** BEGIN MATERIAL PROVIDED **

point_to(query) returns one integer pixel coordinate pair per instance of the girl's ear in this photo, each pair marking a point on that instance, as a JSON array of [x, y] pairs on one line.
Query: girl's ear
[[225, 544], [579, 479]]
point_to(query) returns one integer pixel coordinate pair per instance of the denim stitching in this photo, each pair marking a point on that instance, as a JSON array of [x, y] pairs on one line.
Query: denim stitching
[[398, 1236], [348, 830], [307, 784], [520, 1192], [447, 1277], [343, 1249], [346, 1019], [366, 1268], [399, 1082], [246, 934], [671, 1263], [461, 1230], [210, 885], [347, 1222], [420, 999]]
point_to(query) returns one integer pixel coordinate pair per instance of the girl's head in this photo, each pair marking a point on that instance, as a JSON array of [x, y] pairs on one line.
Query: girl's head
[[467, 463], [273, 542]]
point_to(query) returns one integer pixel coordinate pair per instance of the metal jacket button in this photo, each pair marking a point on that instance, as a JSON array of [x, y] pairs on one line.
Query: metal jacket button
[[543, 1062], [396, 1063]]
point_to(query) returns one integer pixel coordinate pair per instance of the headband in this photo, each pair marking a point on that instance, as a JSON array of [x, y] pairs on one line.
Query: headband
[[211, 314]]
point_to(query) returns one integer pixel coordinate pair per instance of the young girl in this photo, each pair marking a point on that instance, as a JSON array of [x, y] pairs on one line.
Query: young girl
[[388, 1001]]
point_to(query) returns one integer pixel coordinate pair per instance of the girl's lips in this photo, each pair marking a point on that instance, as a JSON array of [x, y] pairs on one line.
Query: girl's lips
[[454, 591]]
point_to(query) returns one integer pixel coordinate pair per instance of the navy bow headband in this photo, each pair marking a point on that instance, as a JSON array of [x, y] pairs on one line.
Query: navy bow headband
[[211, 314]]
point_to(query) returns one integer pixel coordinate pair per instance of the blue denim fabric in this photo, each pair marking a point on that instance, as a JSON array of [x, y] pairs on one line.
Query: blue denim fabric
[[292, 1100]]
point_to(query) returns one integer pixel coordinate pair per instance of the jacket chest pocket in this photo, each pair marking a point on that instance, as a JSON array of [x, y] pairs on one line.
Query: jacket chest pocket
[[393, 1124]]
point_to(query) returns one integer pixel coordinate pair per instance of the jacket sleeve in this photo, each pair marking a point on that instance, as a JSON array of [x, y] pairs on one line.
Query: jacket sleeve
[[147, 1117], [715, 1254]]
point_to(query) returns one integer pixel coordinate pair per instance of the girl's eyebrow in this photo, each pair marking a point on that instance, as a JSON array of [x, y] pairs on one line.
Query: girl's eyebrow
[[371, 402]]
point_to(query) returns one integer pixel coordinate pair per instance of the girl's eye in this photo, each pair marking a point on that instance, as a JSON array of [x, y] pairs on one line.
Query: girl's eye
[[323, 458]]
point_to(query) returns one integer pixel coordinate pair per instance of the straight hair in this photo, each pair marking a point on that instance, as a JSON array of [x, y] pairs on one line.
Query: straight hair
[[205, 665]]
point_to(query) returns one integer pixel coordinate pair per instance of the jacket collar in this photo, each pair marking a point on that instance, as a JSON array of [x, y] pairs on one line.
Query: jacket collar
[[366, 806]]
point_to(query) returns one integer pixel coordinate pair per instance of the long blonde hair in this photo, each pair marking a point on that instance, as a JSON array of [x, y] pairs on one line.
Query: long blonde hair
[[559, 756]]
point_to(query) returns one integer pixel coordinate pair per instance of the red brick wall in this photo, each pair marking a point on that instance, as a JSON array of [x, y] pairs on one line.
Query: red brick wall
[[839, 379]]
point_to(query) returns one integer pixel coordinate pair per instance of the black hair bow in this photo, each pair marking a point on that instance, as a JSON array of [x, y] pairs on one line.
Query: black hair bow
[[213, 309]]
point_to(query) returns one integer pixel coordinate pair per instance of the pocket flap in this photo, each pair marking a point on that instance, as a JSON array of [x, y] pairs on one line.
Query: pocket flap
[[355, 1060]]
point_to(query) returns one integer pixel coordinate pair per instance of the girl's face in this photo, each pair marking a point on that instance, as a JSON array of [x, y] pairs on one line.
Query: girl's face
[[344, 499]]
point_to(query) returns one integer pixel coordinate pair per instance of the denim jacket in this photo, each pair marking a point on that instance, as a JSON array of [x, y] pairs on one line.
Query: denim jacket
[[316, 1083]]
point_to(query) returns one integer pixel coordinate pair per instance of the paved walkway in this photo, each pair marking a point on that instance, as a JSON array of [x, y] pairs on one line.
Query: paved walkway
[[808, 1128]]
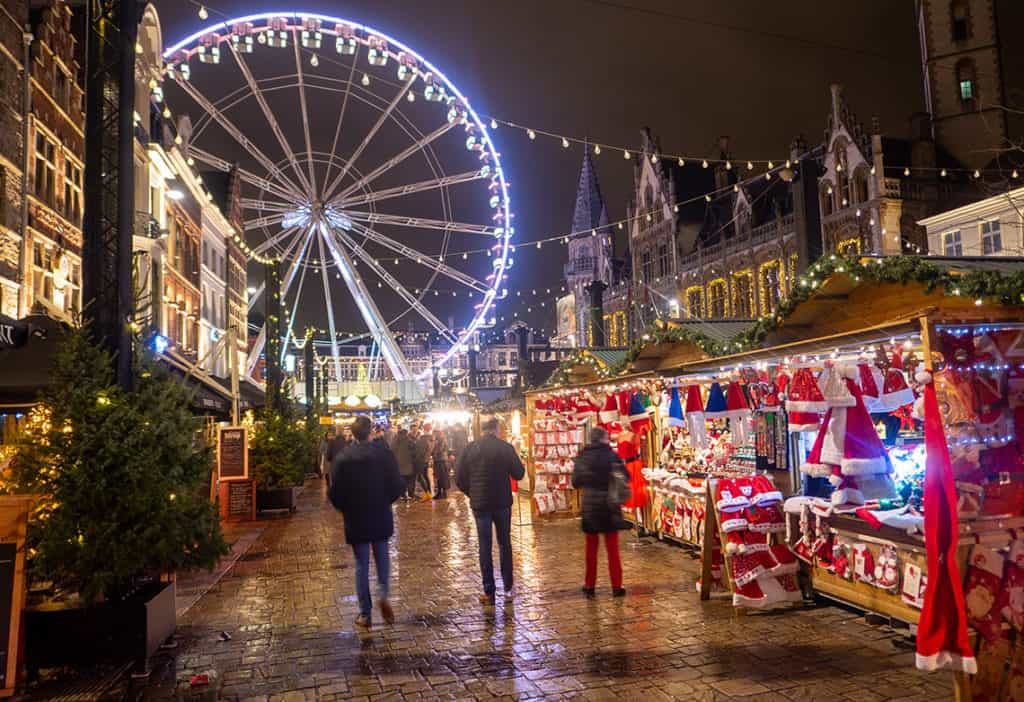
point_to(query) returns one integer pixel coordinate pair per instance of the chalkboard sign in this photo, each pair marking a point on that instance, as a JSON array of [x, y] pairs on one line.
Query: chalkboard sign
[[232, 453], [241, 499]]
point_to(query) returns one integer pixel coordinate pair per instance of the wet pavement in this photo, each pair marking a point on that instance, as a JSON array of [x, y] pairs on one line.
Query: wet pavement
[[288, 606]]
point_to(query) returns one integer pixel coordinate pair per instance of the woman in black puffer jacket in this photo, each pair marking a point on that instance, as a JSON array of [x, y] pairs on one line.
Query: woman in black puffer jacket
[[591, 472]]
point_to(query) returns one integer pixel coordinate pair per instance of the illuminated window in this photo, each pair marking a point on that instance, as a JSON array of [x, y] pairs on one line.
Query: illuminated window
[[716, 297], [951, 245], [742, 296], [991, 237]]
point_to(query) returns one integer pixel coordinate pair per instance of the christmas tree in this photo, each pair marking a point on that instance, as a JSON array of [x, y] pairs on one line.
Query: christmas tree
[[123, 477]]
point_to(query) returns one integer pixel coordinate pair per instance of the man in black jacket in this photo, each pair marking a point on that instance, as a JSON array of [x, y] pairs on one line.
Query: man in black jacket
[[482, 473], [364, 484]]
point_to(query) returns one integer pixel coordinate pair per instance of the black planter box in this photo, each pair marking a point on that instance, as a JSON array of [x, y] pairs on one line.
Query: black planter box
[[273, 498], [132, 628]]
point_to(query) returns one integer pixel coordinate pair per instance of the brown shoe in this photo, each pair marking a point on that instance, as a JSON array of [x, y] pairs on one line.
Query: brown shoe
[[387, 612]]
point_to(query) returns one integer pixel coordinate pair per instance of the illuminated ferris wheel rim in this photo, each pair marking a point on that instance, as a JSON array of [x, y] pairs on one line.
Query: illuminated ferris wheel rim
[[222, 32]]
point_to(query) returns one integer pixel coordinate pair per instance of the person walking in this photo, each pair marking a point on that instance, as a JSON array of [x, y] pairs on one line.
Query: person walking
[[365, 482], [421, 462], [482, 473], [440, 456], [402, 448], [593, 470]]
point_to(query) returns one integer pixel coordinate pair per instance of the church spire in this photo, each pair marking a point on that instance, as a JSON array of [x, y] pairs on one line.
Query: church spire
[[590, 212]]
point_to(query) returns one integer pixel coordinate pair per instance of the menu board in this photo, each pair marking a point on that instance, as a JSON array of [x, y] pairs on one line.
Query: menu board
[[240, 499], [13, 521], [232, 453]]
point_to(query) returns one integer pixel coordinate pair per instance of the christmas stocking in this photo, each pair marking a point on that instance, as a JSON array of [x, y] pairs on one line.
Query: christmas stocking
[[981, 591]]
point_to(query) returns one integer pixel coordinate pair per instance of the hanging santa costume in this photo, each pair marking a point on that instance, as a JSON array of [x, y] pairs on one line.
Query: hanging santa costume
[[895, 391], [695, 417], [860, 468], [942, 637], [805, 402]]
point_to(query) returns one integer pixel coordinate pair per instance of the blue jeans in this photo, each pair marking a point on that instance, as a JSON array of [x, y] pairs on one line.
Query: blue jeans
[[502, 522], [383, 560]]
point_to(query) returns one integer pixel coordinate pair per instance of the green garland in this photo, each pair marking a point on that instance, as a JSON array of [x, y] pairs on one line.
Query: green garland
[[979, 284]]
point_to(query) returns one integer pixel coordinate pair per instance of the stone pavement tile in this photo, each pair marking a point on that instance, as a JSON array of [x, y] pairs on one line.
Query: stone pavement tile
[[289, 605]]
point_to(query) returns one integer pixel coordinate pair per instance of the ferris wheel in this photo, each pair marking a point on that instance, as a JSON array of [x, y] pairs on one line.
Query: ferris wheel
[[365, 172]]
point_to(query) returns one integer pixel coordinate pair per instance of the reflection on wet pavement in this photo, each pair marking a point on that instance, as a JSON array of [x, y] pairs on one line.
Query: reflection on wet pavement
[[289, 606]]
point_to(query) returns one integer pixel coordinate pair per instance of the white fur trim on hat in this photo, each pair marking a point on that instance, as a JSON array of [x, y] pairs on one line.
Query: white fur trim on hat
[[847, 495], [944, 660], [864, 466], [895, 400], [733, 524], [806, 405]]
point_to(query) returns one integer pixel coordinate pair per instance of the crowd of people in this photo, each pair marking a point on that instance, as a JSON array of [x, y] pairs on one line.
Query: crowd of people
[[369, 468]]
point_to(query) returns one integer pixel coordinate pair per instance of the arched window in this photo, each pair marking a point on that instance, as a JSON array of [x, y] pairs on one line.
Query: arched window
[[960, 17], [967, 82]]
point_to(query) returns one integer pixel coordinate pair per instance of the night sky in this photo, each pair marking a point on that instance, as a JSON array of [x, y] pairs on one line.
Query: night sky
[[756, 72]]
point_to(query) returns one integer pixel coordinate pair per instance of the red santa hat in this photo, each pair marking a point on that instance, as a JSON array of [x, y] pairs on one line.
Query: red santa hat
[[805, 402], [870, 386], [609, 412], [895, 391], [586, 409]]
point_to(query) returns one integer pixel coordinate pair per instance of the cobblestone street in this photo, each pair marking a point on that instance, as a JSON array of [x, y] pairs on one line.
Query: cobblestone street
[[289, 605]]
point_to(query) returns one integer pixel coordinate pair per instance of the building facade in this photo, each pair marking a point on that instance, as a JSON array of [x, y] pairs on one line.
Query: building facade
[[993, 226], [974, 72], [51, 252]]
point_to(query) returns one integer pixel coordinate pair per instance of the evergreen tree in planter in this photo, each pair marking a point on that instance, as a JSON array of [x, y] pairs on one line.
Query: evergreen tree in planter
[[124, 478]]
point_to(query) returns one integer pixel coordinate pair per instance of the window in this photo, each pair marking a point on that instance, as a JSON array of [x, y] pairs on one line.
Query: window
[[961, 19], [771, 287], [73, 193], [46, 169], [951, 245], [991, 237], [967, 87], [694, 303], [742, 297], [716, 295]]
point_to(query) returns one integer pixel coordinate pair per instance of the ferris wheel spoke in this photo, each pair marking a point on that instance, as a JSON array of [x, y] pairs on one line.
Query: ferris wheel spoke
[[270, 119], [411, 188], [368, 308], [330, 312], [422, 259], [257, 349], [384, 116], [243, 140], [397, 159], [305, 112], [421, 223], [265, 205], [245, 175], [341, 115], [264, 221], [403, 293]]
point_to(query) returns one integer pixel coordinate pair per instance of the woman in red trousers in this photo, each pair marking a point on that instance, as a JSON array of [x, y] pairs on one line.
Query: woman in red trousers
[[592, 472]]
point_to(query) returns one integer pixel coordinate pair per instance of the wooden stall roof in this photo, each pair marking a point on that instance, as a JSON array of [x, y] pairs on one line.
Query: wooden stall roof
[[846, 312], [842, 305], [658, 356]]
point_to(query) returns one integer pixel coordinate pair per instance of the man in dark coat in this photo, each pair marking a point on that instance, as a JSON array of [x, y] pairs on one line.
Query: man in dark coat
[[592, 472], [482, 473], [364, 484], [402, 447]]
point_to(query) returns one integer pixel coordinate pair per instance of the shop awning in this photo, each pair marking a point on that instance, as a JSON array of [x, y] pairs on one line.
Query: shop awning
[[811, 347]]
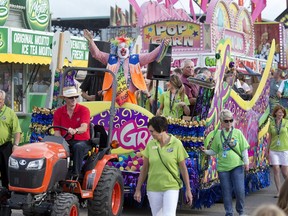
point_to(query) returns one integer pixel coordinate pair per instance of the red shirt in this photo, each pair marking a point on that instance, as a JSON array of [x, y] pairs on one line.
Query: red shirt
[[80, 115]]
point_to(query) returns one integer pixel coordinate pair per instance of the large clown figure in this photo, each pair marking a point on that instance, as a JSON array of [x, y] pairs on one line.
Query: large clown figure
[[125, 65]]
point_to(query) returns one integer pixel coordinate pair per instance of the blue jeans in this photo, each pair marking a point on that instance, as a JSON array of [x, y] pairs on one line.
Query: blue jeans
[[230, 181]]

** END MATERIAL PROVIDED **

▸ **WORK REQUIRED**
Please convert the stretch from the line containing "puffer jacket in" through the line containing "[[387, 612]]", both included, into a JSON list of strings with one string per line and blank lines left out.

▸ **EXERCISE SOLUTION**
[
  "point_to(query) returns one integer pixel coordinate pair per instance of the woman in black puffer jacket in this photo, each pair marking a point on that instance, as a JSON array of [x, y] pairs on one line.",
  "Query: woman in black puffer jacket",
  "[[591, 472]]",
  "point_to(query) returns one integer pixel coordinate pair per instance of the illuminated window in this photo, each pair marking a point on that instance, as a JSON array of [x, y] pairs on one line.",
  "Query: illuminated window",
  "[[716, 297], [951, 245], [742, 296], [991, 237]]",
  "point_to(query) returns one integer pixel coordinate pair per instance of the christmas tree in this photo, each pair marking a point on that instance, as a JSON array of [x, y] pairs on one line.",
  "Query: christmas tree",
  "[[123, 477]]",
  "point_to(query) returns one integer pixel coordinate pair per instance of the man in black jacket in this photo, each pair marking a point on that instance, as a JSON array of [x, y] pairs on one line.",
  "Query: man in black jacket",
  "[[482, 473], [364, 484]]",
  "point_to(query) returns one integer pixel coordinate pair per instance of the black planter box in this photo, each pair marking a point on that instance, as a JSON array of [x, y] pairs on one line.",
  "Query: black planter box",
  "[[273, 498], [132, 628]]",
  "point_to(query) returns one integer pixel coordinate pair per instance of the brown shoe in this photo, each pair marking a point on that instance, as a JSON array of [x, y] pairs on one line.",
  "Query: brown shoe",
  "[[387, 612]]"
]